#### [PROBLEM]
Rewrite every line of the items below as a numbered list, skipping blank lines and leaving out the pictures.

#### [DATA SECTION]
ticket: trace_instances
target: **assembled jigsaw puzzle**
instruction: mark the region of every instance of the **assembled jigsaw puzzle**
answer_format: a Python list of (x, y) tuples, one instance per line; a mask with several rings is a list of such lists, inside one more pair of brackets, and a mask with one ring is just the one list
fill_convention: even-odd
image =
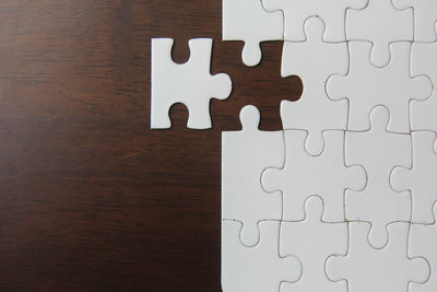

#### [FINAL ANSWER]
1. ticket: trace_instances
2. target: **assembled jigsaw puzzle**
3. instruction: mark the region of every instance of the **assembled jigsaw puzzle**
4. answer_format: a Python list of (x, y) tuples, one instance per line; a mask with several rings is a list of such lists, inside one more pair of brackets, and a mask with one ring is just the one list
5. fill_convention: even-odd
6. image =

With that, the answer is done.